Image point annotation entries
──────────────────────────────

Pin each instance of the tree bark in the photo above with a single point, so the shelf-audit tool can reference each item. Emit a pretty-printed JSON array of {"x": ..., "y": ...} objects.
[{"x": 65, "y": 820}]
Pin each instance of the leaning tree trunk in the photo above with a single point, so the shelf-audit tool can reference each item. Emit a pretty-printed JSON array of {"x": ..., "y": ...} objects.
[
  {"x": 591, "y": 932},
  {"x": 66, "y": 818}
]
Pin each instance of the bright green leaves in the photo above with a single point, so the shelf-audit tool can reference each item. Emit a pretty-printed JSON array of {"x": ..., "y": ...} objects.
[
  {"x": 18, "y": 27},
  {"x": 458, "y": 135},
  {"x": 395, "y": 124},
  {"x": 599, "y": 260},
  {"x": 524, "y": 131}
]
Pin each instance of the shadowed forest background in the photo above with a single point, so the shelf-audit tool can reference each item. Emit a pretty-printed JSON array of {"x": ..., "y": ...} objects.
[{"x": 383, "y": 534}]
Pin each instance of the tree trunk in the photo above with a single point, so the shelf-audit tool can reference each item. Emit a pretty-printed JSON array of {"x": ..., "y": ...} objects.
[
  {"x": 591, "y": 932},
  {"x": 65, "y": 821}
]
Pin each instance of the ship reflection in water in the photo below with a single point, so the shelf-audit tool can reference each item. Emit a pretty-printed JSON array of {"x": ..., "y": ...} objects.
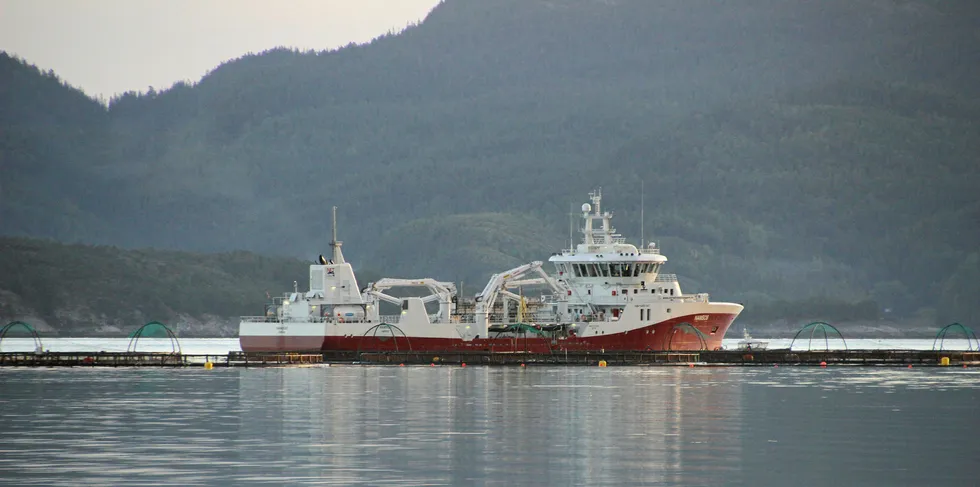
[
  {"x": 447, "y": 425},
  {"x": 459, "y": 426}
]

──────────────────────────────

Copy every line of the entries above word for word, leaving out the pictures.

Pin each instance of the tree bark in the photo above with a single point, so the shelf-audit tool can reference each item. Emit a pretty-printed JSON array of {"x": ..., "y": ...} objects.
[{"x": 65, "y": 820}]
Pin each instance of the leaning tree trunk in the photo above with a single point, so the shelf-audit tool can reference each item. Emit a pretty-printed JSON array of {"x": ..., "y": ...} objects.
[
  {"x": 591, "y": 932},
  {"x": 66, "y": 818}
]
Pin each instance of the bright green leaves in the photo above with a single point, so the shelf-audit tool can reference each item. Emit a pretty-printed JSON array of {"x": ..., "y": ...} objects.
[
  {"x": 18, "y": 27},
  {"x": 458, "y": 135},
  {"x": 395, "y": 124},
  {"x": 599, "y": 260},
  {"x": 524, "y": 131}
]
Pin each instance of the shadowed forest background in the photo above with a single point, so the shelf-audit tool can reference each item. Emit a pretty-printed JSON array of {"x": ..., "y": ...} objects.
[{"x": 383, "y": 534}]
Pin each instance of the tree trunk in the photo above with a single point, so the shelf-audit tool can reference each item. Emit a pretty-printed JSON array of {"x": ..., "y": ...} objects.
[
  {"x": 591, "y": 932},
  {"x": 65, "y": 821}
]
Pin each instance of the ship reflection in water in the photo below with a single point, so the shelf-audit tool can reference each item. Emit a pretty-printed JSON array of {"x": ..., "y": ...} objects.
[
  {"x": 447, "y": 425},
  {"x": 459, "y": 426}
]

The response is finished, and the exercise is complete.